-- Input follows --
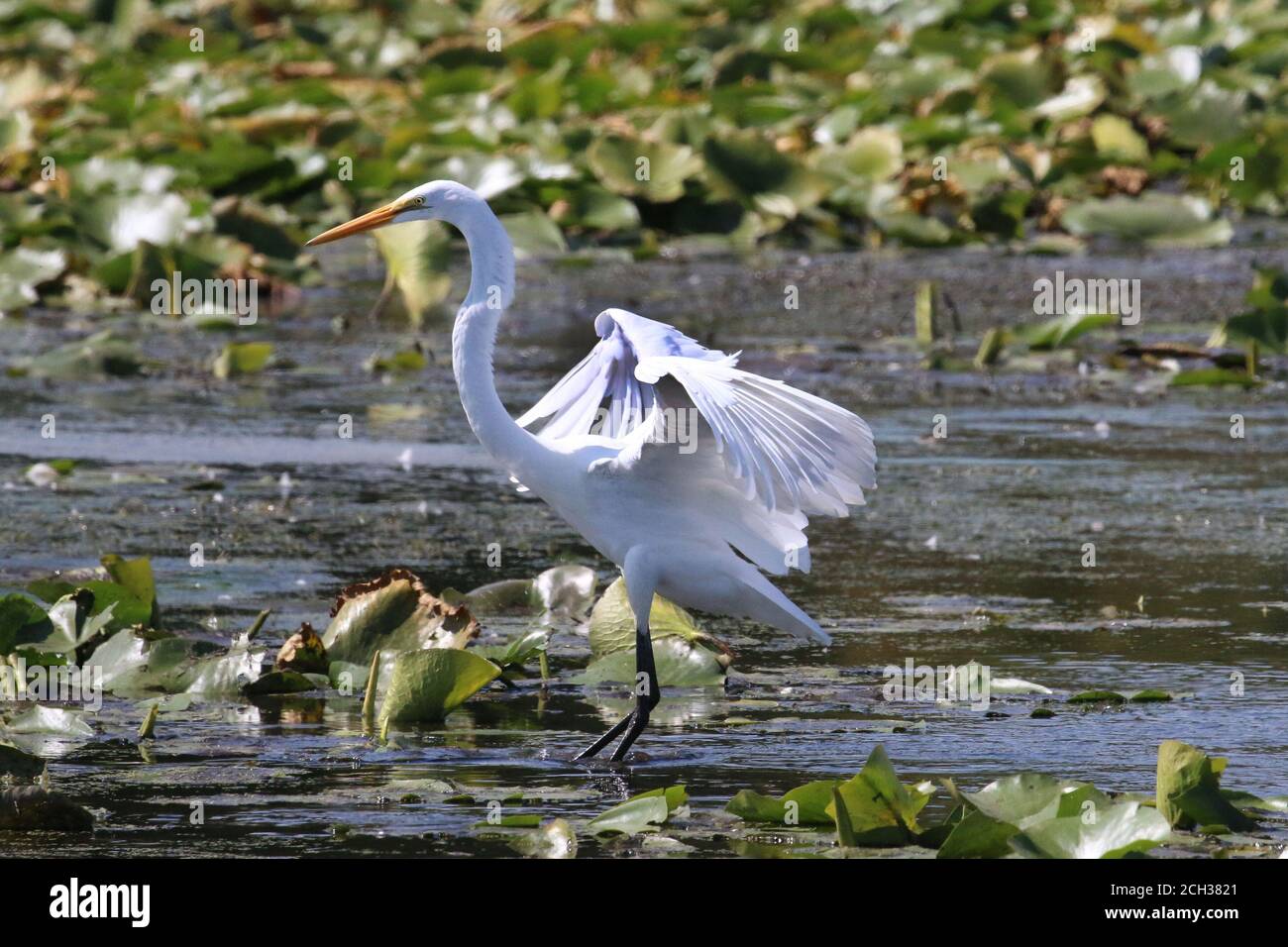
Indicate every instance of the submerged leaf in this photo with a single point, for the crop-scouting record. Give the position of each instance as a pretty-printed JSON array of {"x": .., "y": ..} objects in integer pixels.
[
  {"x": 634, "y": 815},
  {"x": 1189, "y": 789},
  {"x": 1113, "y": 832},
  {"x": 393, "y": 611},
  {"x": 426, "y": 685}
]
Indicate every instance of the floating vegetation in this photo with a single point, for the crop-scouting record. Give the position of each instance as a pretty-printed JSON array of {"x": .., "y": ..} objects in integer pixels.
[{"x": 822, "y": 128}]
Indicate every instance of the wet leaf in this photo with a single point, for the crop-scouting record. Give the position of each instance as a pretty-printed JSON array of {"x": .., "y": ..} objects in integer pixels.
[
  {"x": 634, "y": 815},
  {"x": 230, "y": 673},
  {"x": 393, "y": 611},
  {"x": 416, "y": 254},
  {"x": 303, "y": 652},
  {"x": 42, "y": 719},
  {"x": 881, "y": 809},
  {"x": 1116, "y": 831},
  {"x": 1063, "y": 331},
  {"x": 652, "y": 170},
  {"x": 978, "y": 836},
  {"x": 1189, "y": 789},
  {"x": 426, "y": 685},
  {"x": 243, "y": 359},
  {"x": 20, "y": 764},
  {"x": 803, "y": 805},
  {"x": 22, "y": 270},
  {"x": 33, "y": 808},
  {"x": 1155, "y": 219}
]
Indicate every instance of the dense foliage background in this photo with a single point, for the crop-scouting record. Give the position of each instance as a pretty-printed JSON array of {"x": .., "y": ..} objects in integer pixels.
[{"x": 141, "y": 138}]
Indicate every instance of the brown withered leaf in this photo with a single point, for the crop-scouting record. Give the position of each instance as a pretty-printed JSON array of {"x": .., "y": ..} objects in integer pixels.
[{"x": 303, "y": 652}]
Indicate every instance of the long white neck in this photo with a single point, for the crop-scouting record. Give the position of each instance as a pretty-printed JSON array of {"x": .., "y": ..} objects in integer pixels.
[{"x": 475, "y": 338}]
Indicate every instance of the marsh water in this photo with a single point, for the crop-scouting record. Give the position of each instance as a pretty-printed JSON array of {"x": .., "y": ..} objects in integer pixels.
[{"x": 973, "y": 548}]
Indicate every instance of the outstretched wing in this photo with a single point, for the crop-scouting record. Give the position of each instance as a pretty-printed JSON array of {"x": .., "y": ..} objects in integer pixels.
[
  {"x": 786, "y": 447},
  {"x": 576, "y": 405},
  {"x": 751, "y": 458}
]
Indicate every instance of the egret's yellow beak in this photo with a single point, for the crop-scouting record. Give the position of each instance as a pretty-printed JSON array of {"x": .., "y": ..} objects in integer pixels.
[{"x": 368, "y": 222}]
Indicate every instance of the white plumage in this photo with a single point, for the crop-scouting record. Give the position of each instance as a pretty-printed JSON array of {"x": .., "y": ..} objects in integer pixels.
[{"x": 686, "y": 471}]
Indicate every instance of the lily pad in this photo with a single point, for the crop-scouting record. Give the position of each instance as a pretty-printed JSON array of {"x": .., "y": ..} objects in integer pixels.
[
  {"x": 652, "y": 170},
  {"x": 881, "y": 809},
  {"x": 426, "y": 685},
  {"x": 638, "y": 814},
  {"x": 243, "y": 359},
  {"x": 33, "y": 808},
  {"x": 1155, "y": 219},
  {"x": 393, "y": 611},
  {"x": 1116, "y": 831},
  {"x": 803, "y": 805},
  {"x": 416, "y": 254},
  {"x": 1189, "y": 789}
]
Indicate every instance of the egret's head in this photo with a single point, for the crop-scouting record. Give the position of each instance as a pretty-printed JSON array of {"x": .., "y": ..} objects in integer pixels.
[{"x": 438, "y": 200}]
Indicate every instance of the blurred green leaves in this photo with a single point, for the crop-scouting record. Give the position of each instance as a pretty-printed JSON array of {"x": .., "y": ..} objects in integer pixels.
[{"x": 923, "y": 124}]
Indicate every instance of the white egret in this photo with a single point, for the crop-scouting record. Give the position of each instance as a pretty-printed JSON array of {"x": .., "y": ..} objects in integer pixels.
[{"x": 686, "y": 471}]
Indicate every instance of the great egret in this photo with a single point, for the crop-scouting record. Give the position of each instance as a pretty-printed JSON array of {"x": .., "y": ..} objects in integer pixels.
[{"x": 686, "y": 471}]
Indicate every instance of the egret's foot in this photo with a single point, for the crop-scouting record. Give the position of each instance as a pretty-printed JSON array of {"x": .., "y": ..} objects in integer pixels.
[
  {"x": 632, "y": 724},
  {"x": 604, "y": 740},
  {"x": 636, "y": 722}
]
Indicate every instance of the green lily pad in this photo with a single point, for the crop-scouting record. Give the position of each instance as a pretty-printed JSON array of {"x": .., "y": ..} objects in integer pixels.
[
  {"x": 679, "y": 664},
  {"x": 1060, "y": 333},
  {"x": 21, "y": 620},
  {"x": 1116, "y": 831},
  {"x": 1189, "y": 791},
  {"x": 1151, "y": 218},
  {"x": 1098, "y": 697},
  {"x": 1117, "y": 141},
  {"x": 516, "y": 652},
  {"x": 634, "y": 815},
  {"x": 243, "y": 359},
  {"x": 881, "y": 809},
  {"x": 42, "y": 719},
  {"x": 278, "y": 682},
  {"x": 20, "y": 764},
  {"x": 24, "y": 269},
  {"x": 133, "y": 661},
  {"x": 1214, "y": 377},
  {"x": 426, "y": 685},
  {"x": 978, "y": 836},
  {"x": 632, "y": 166},
  {"x": 805, "y": 805},
  {"x": 612, "y": 622},
  {"x": 747, "y": 167},
  {"x": 416, "y": 256},
  {"x": 228, "y": 673}
]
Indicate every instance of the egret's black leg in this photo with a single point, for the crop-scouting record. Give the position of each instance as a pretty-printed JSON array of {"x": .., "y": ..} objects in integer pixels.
[{"x": 647, "y": 694}]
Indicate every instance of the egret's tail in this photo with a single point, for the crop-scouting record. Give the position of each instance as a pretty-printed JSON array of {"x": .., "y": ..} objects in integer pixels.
[{"x": 772, "y": 607}]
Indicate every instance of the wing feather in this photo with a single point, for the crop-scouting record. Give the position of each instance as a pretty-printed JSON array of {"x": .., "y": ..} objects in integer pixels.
[{"x": 767, "y": 454}]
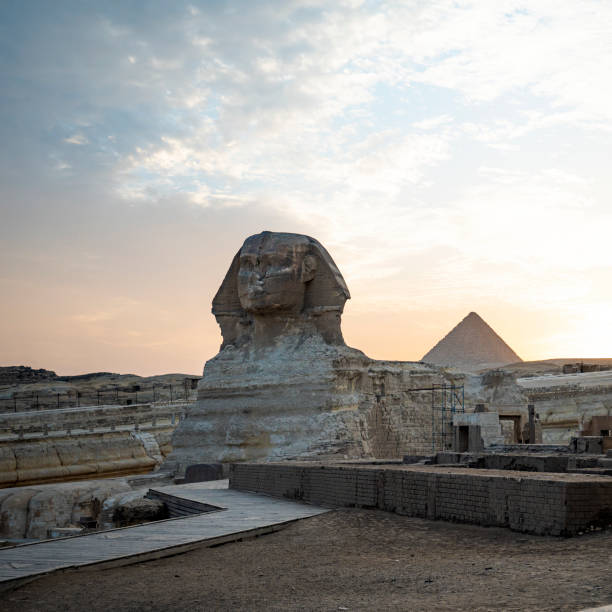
-- Input concluded --
▶ [Aim of the exercise]: Write the entries out again word for word. Omit all pictures from them.

▶ [Finished exercise]:
Indicate every instance of the submerged leaf in this photo with a single point, for the crop-scouting record. Give the position of each instance as a pretty-printed JSON array of {"x": .., "y": ..} objects in integer pixels.
[
  {"x": 634, "y": 815},
  {"x": 1189, "y": 789},
  {"x": 1113, "y": 832},
  {"x": 393, "y": 611},
  {"x": 426, "y": 685}
]
Indicate every instance of the floating vegetation in this photo with a single point, for the crop-scouting record. Give the position of each instance as a pretty-printed JSON array of {"x": .., "y": ..} objects in integer pixels.
[{"x": 822, "y": 128}]
Indicate every instance of the wet leaf in this photo with a single point, for the crop-scouting record. Give the position of each instance as a pretty-printed JSON array of {"x": .., "y": ..} objects in integer pixels.
[
  {"x": 634, "y": 815},
  {"x": 230, "y": 673},
  {"x": 393, "y": 611},
  {"x": 416, "y": 254},
  {"x": 303, "y": 652},
  {"x": 42, "y": 719},
  {"x": 881, "y": 809},
  {"x": 1116, "y": 831},
  {"x": 1063, "y": 331},
  {"x": 652, "y": 170},
  {"x": 978, "y": 836},
  {"x": 1189, "y": 789},
  {"x": 426, "y": 685},
  {"x": 243, "y": 359},
  {"x": 20, "y": 764},
  {"x": 803, "y": 805},
  {"x": 22, "y": 270},
  {"x": 33, "y": 808},
  {"x": 1155, "y": 219}
]
Indicate every instance of the dense foliage background in this photo with a single point, for the crop-scouting record. Give the position of each instance as a pretty-printed JSON array of {"x": .., "y": ..} objects in integer pixels.
[{"x": 141, "y": 138}]
Indicate every instance of the brown withered leaf in this photo with a single point, for the crop-scouting record. Give the position of each instance as a pretty-printed JSON array of {"x": .., "y": ..} objects in integer pixels.
[{"x": 303, "y": 652}]
Indicate every instance of the long white neck in this photo with a single point, for the crop-scouting record. Give the position of each instance as a pretty-printed JSON array of {"x": .., "y": ..} objects in integer pixels.
[{"x": 475, "y": 338}]
Indicate every instance of the marsh water in this photo with a single point, for the crop-scouting record. Give the position of each instance as a pretty-printed JSON array of {"x": .., "y": ..} objects in integer pixels.
[{"x": 973, "y": 548}]
Indicate every instance of the outstretched wing in this photo with a single point, for the crop-scouting record. Give the position of each instance as a pretty-printed JSON array of {"x": .., "y": ..} objects in integer pixels.
[
  {"x": 786, "y": 447},
  {"x": 576, "y": 405},
  {"x": 751, "y": 458}
]
Indicate every instance of the egret's yellow beak in this photo with a single point, for the crop-scouting record. Give the position of each instance as a pretty-printed JSON array of {"x": .., "y": ..} objects in integer pixels.
[{"x": 368, "y": 222}]
Indicate every instance of the white plumage in this photo with a single point, for the crop-scouting record. Give the position of each instance as a pretty-printed JSON array of {"x": .., "y": ..} objects in integer pixels.
[{"x": 686, "y": 471}]
Indicate every instance of the lily pad in this photo with a single point, for the crop-scouting record. Give the position of each instance as a pretty-printed JSON array of {"x": .., "y": ..} objects in integer pixels.
[
  {"x": 652, "y": 170},
  {"x": 881, "y": 809},
  {"x": 426, "y": 685},
  {"x": 638, "y": 814},
  {"x": 243, "y": 359},
  {"x": 33, "y": 808},
  {"x": 1155, "y": 219},
  {"x": 393, "y": 611},
  {"x": 1116, "y": 831},
  {"x": 803, "y": 805},
  {"x": 416, "y": 254},
  {"x": 1189, "y": 789}
]
Indicate every instance of the egret's head in this photo with a single point, for the crop-scouting record. Give the position of each instance as a pretty-printed JSON array of {"x": .., "y": ..} objects in integer pixels.
[{"x": 438, "y": 200}]
Indicate every instance of the blurred green leaves in this photo with a single point, for the crop-scouting record. Give the position of each instance as a pretty-printed JSON array of {"x": .., "y": ..} objects in integer pixels.
[{"x": 923, "y": 124}]
Indicate every instance of the white egret in this photo with a single point, for the crop-scouting record. Give the position of each instance as a pretty-printed JSON array of {"x": .., "y": ..} objects in integer pixels.
[{"x": 686, "y": 471}]
Indicate every instance of the great egret in this photo with a single point, for the crop-scouting record. Give the position of each instance as a pretty-printed JSON array of {"x": .., "y": ..} objects in integer pixels.
[{"x": 686, "y": 471}]
Indicate every instance of the egret's foot in this photo with a single point, for the crop-scouting record. Give the position of each instance as a pretty-printed JSON array of {"x": .., "y": ..} objects in integer pixels.
[
  {"x": 632, "y": 724},
  {"x": 604, "y": 740},
  {"x": 636, "y": 722}
]
Indicate every instance of the green lily pad in this photo with a single point, for the crop-scouting record. Give the position of each instance as a pretty-printed JSON array of {"x": .., "y": ..} objects in integer pixels.
[
  {"x": 679, "y": 664},
  {"x": 1060, "y": 333},
  {"x": 21, "y": 620},
  {"x": 1116, "y": 831},
  {"x": 1189, "y": 791},
  {"x": 1151, "y": 218},
  {"x": 1098, "y": 697},
  {"x": 1117, "y": 141},
  {"x": 516, "y": 652},
  {"x": 634, "y": 815},
  {"x": 243, "y": 359},
  {"x": 881, "y": 809},
  {"x": 42, "y": 719},
  {"x": 278, "y": 682},
  {"x": 20, "y": 764},
  {"x": 24, "y": 269},
  {"x": 133, "y": 661},
  {"x": 1214, "y": 377},
  {"x": 426, "y": 685},
  {"x": 978, "y": 836},
  {"x": 632, "y": 166},
  {"x": 805, "y": 805},
  {"x": 612, "y": 622},
  {"x": 747, "y": 167},
  {"x": 416, "y": 256},
  {"x": 228, "y": 673}
]
Indicate every instance of the egret's black leg in this photo with a single point, for the crop-scouting record. Give the position of each instance as a pretty-printed JSON array of {"x": .., "y": ..} objects in integer pixels.
[{"x": 647, "y": 694}]
Indicate every instance of the egret's tail in this photo with a single point, for the crop-scouting record. Give the position of each instance as a pretty-printed JSON array of {"x": .., "y": ..} objects in integer pixels.
[{"x": 772, "y": 607}]
Indicate every instance of the wing feather in this photo with a single point, for the crop-scouting record. Give the position of each instance as a pretty-printed JSON array of {"x": .., "y": ..} objects in integer pixels.
[{"x": 767, "y": 454}]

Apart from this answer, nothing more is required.